Problems and tasks:
a – In the Cruz eligibility passage, why does Eastman conclude that Cruz is a natural-born citizen? Answer in one to three sentences.
b – List every person the Cruz eligibility passage names.

Selected extract:
Headlined “Ted Cruz is not eligible to be president,” McManamon wrote: “Let me be clear: I am not a so-called birther. I am a legal historian. President Obama is without question eligible for the office he serves. The distinction between the president and Cruz is simple: The president was born within the United States, and the senator was born outside of it. That is a distinction with a difference.”

Meanwhile, other experts, including law professor John C. Eastman, the founding director of the Claremont Institute’s Center for Constitutional Jurisprudence, writing in National Review, rebutted McManamon’s argument. Eastman argued natural born citizen was defined in a bill passed by the first Congress in 1790 and signed into law by President George Washington: “Children of citizens of the United States, that may be born beyond the sea, or out of the limits of the United States, shall be considered as natural-born citizens.”

“Under that widespread and long-standing interpretation, Senator Cruz is clearly a natural-born citizen and therefore eligible for the presidency,” Eastman wrote.

The Vattel standard

In his 1758 treatise “The Law of Nations: or, Principles of the Natural Law Applicable to the Conduct and Affairs of Nations and Sovereigns,” Vattel specified in Chapter 19, Section 212:

The citizens are members of the civil society; bound to this society by certain duties, and subject to its authority, they equally participate in its advantages. The natives or natural-born citizens, are those born in the country of parents who are citizens.

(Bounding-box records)
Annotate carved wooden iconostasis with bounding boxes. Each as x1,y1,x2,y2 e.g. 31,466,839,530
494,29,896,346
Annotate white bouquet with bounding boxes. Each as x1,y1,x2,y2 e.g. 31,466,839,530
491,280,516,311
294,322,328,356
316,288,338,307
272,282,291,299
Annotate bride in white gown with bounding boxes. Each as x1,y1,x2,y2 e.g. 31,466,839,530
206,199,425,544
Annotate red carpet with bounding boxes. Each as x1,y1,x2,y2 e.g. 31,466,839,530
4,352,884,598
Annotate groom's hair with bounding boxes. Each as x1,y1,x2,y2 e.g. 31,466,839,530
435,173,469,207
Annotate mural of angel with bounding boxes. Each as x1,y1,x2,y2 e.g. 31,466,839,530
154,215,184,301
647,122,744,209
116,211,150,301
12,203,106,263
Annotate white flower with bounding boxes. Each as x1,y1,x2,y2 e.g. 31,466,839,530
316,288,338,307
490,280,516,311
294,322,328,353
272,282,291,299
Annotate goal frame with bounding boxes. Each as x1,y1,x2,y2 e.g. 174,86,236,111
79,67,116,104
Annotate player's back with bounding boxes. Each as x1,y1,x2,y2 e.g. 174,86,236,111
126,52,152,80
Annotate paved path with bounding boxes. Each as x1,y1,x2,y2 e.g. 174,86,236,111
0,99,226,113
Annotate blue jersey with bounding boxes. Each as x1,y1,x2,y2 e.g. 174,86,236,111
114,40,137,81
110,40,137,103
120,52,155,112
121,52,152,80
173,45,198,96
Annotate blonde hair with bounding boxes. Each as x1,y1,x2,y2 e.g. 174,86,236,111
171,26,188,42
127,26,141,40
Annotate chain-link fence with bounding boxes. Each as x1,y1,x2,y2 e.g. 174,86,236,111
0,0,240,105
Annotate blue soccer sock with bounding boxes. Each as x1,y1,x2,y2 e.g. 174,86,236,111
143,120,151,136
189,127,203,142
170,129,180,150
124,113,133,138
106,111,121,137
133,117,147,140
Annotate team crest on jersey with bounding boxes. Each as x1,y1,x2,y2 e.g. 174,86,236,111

Replies:
a – Eastman points to a bill passed by the first Congress in 1790 and signed by President George Washington. It says that children of U.S. citizens born beyond the sea or outside the United States "shall be considered as natural-born citizens." Under that long-standing interpretation, he holds that Cruz is clearly a natural-born citizen and therefore eligible for the presidency.

b –
- McManamon
- Ted Cruz
- President Obama
- John C. Eastman
- George Washington
- Vattel